PASSAGE EXTRAIT:

■ ■ ■ ■

De plus, les femmes âgées de 50 ans et plus ont plus de difficulté à se trouver un emploi stable et à le maintenir. En effet, l’âgisme présent au sein du discours économique fondé sur l’économie de marché et la rentabilité peut engendrer des retraits précoces ou encore l’exclusion totale des personnes plus âgées de la sphère du travail (Charpentier et collab., 2010).

Même si elle n’a pas l’âge de la retraite, une des participantes s’est trouvée exclue du marché du travail. Elle mentionne d’ailleurs clairement que c’est la raison pour laquelle elle a choisi d’être escorte et de se prostituer, et pourquoi elle n’arrivait plus à se trouver du travail. Les participantes à notre recherche ont toutes eu un emploi instable (à durée déterminée) ou stable dans le sous-emploi (à temps partiel). Cette précarité a eu pour conséquences de les faire basculer vers la pauvreté et l’itinérance, et ce, en dépit des programmes sociaux. La dégringolade vers l’aide sociale se pose souvent comme un obstacle et un chemin vers l’itinérance. Le niveau de prestation dérisoire et la catégorisation de l’aide sociale se manifestent comme des contraintes importantes dans le parcours des femmes. Le rapport aux arrangements institutionnels de l’État est donc lié à leur maintien.

■ ■ ■ ■

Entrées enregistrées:
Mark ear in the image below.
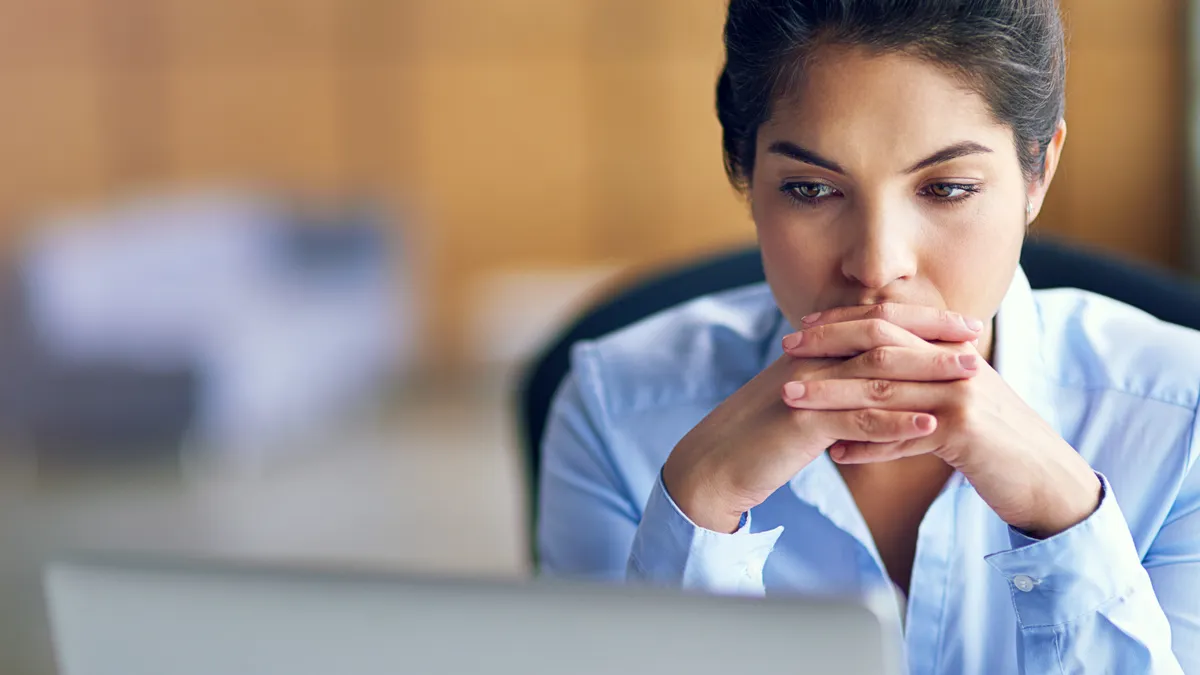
[1025,115,1067,225]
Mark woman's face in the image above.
[750,48,1066,354]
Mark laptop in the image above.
[46,556,901,675]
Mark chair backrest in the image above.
[517,239,1200,557]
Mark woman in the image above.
[539,0,1200,674]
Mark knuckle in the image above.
[935,352,959,372]
[866,380,895,402]
[864,347,893,370]
[866,318,892,345]
[866,303,896,321]
[853,410,880,435]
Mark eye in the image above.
[920,183,979,202]
[779,181,839,205]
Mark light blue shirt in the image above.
[538,271,1200,675]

■ ■ ■ ■

EXERCICE:
Comment traduire en anglais cette phrase du passage sur l'emploi des femmes de 50 ans et plus : « Le niveau de prestation dérisoire et la catégorisation de l’aide sociale se manifestent comme des contraintes importantes dans le parcours des femmes. » ?

RÉPONSE RÉDIGÉE:
The paltry level of benefits and the categorization of social assistance emerge as major constraints in the women's life paths.